> **Requirements**: Every record must be repeated exactly, with no omission.

> **Point placement records**:
* * * * *

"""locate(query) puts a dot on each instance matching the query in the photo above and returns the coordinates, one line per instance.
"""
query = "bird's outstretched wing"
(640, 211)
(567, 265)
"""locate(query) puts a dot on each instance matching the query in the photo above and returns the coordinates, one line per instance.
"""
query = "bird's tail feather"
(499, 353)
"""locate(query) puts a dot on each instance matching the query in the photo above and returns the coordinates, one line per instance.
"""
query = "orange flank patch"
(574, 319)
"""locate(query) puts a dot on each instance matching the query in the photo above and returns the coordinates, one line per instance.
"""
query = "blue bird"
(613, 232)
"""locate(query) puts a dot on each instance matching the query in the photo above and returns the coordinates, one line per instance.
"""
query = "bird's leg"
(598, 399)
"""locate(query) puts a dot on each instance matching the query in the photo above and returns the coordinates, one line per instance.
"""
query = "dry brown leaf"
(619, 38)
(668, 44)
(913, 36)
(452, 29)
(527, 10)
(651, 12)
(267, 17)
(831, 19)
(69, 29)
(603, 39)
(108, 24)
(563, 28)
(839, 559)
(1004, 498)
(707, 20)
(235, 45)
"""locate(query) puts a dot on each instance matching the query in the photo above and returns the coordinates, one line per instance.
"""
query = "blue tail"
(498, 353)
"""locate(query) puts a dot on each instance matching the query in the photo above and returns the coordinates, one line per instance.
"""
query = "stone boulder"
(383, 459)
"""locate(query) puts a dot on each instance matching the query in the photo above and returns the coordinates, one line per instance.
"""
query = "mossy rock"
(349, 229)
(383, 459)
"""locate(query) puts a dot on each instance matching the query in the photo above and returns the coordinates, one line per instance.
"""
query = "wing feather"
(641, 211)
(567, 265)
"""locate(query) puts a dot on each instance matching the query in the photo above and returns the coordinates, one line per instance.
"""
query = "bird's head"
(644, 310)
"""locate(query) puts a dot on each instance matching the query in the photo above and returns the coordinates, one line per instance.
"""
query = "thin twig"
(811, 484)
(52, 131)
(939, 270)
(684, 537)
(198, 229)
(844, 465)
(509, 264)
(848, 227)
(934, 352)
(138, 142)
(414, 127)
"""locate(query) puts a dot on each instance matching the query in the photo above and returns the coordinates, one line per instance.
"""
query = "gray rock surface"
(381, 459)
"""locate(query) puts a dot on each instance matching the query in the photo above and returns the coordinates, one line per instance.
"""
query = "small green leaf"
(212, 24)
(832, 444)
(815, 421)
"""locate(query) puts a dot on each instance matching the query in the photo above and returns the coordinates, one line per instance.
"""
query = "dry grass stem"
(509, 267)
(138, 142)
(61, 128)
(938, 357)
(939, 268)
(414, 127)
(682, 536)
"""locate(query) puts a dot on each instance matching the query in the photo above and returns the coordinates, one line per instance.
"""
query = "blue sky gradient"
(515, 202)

* * * * *

> **Reply**:
"""locate(query) puts a dot on each instance matching the query in the photo above and returns the coordinates, one line per instance.
"""
query = "bird's outstretched wing"
(640, 211)
(567, 265)
"""locate(query) puts a dot on each instance matching the query in the photo above and returns the coordinates, one line per instance.
"""
query = "bird's tail feather"
(499, 353)
"""locate(query) puts a dot on each instance matching the query in the photo above and returns the coordinates, one line per instance.
"""
query = "orange flank patch"
(574, 319)
"""locate(query) puts a dot on each instance matching the query in the photo above and returns the coordinates, one line per instance.
"""
query = "blue bird"
(613, 232)
"""locate(query) puts a dot on each instance matching the query in the photo above and returns the coordinates, one line per instance.
"""
query = "bird's leg"
(598, 399)
"""locate(query) puts a dot on each instance matching the query in the photo above and returns the coordinates, one line per instance.
"""
query = "dry brown leaf"
(619, 38)
(668, 44)
(913, 36)
(452, 29)
(527, 10)
(651, 12)
(267, 17)
(831, 19)
(69, 29)
(603, 39)
(108, 24)
(563, 28)
(839, 559)
(1004, 498)
(707, 20)
(235, 45)
"""locate(query) puts a dot on each instance matching the query in the photo above and returns the coordinates, one line per instance.
"""
query = "blue tail"
(498, 353)
"""locate(query) puts a dot on each instance matching the query in the photo above and returns the coordinates, one line per instance.
"""
query = "stone boulder"
(383, 459)
"""locate(query) puts a dot on each instance matching the query in the photo above and returns the coordinates, one line per instance.
"""
query = "mossy rock"
(349, 229)
(383, 459)
"""locate(query) puts a dot on each instance matching the query in the photo above and returns the coordinates, one line per instance.
"""
query = "wing feather"
(641, 211)
(567, 265)
"""locate(query) puts a dot on each instance matching the query in the photo above and returns the coordinates, one line per instance.
"""
query = "bird's head"
(644, 310)
"""locate(query) puts a dot on each instance matching the query in the photo above and returns the coordinates, one line per instance.
"""
query = "thin twig"
(811, 484)
(52, 131)
(939, 270)
(684, 537)
(198, 229)
(844, 465)
(509, 264)
(848, 227)
(934, 352)
(138, 142)
(414, 127)
"""locate(query) puts a dot on each instance matching the query in the photo above and returns the coordinates, one line per instance.
"""
query = "gray rock surface"
(381, 459)
"""locate(query) puts a dot on each instance matching the query in the photo above and returns the coordinates, one line per instance.
"""
query = "small green leaf"
(212, 24)
(832, 444)
(815, 421)
"""locate(query) puts a dot on each instance matching the query in the photo above and returns the coordinates, one line per instance.
"""
query = "dry grass stem"
(509, 267)
(138, 142)
(61, 128)
(938, 357)
(939, 268)
(414, 127)
(682, 536)
"""locate(query) puts a dot on each instance matching the query in the photo above and returns the coordinates, one line per instance.
"""
query = "blue sky gradient"
(515, 202)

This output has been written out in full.